» Work instructions
a: Answer these from the article on Nebraska's abortion ban bill:
(i) In which committee had Legislative Bill 933 stalled?
(ii) What position does Scout Richters hold?
(iii) At what point in a pregnancy would the measure's felony provision begin to apply?
b: Extend the article on Nebraska's abortion ban bill, picking up right after its final sentence.

» Exercise text
(Nebraska News Connection) Nebraska is on track to ban all abortions in the state if the U.S. Supreme Court overturns its landmark Roe v. Wade decision.
On Friday, lawmakers rescued Legislative Bill 933, which had stalled in the Judiciary Committee, using a rarely-used administrative procedure.
Scout Richters, legal and policy counsel for the ACLU of Nebraska, opposes the measure, and said every Nebraskan should be free to make health decisions that are best for themselves and their families.
"And by pushing through LB 933, politicians are inserting themselves into health care decisions that should belong to Nebraskans," Richters asserted.
Gov. Pete Ricketts welcomed the move by lawmakers to pull the measure out for debate, and promised to sign the bill if passed. The nation's highest court is expected to issue a decision sometime this year which could overturn its 1973 ruling the U.S. Constitution protects a pregnant woman's liberty to choose to have an abortion without excessive government restriction.
The measure would make it a felony for anyone to provide medication or perform procedures to end a pregnancy, starting at fertilization, before women even know they are pregnant.
Richters pointed to recent data showing a strong majority of Nebraskans believe abortion should stay safe and legal in the state, and said lawmakers are out of step with voters.

Referring expression data:

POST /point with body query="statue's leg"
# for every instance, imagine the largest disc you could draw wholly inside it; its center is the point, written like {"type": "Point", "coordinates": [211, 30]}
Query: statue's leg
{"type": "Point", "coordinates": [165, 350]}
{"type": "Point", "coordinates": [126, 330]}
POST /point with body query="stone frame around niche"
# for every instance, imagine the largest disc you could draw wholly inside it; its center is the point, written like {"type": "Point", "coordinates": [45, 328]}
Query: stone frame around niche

» Numbered answers
a:
(i) The Judiciary Committee
(ii) Legal and policy counsel for the ACLU of Nebraska
(iii) Starting at fertilization

b:
"Nebraska voters oppose the proposed ban, LB 933, by a double-digit margin," Richters reported. "And in that same poll, most respondents said that the U.S. Supreme Court should not overturn Roe v. Wade."
Richters argued when someone has made the decision to get an abortion, regardless of their reasoning, the government should not stand in their way. She added banning access to the procedure altogether, even in cases of incest or rape, would force many Nebraskans who cannot afford to travel out of state to carry a pregnancy against their will.
"Nebraska's laws already impose significant barriers on Nebraskans who are seeking abortion care," Richters contended. "And we know that those barriers fall hardest on those who are working to make ends meet, people of color, young people, people in rural areas."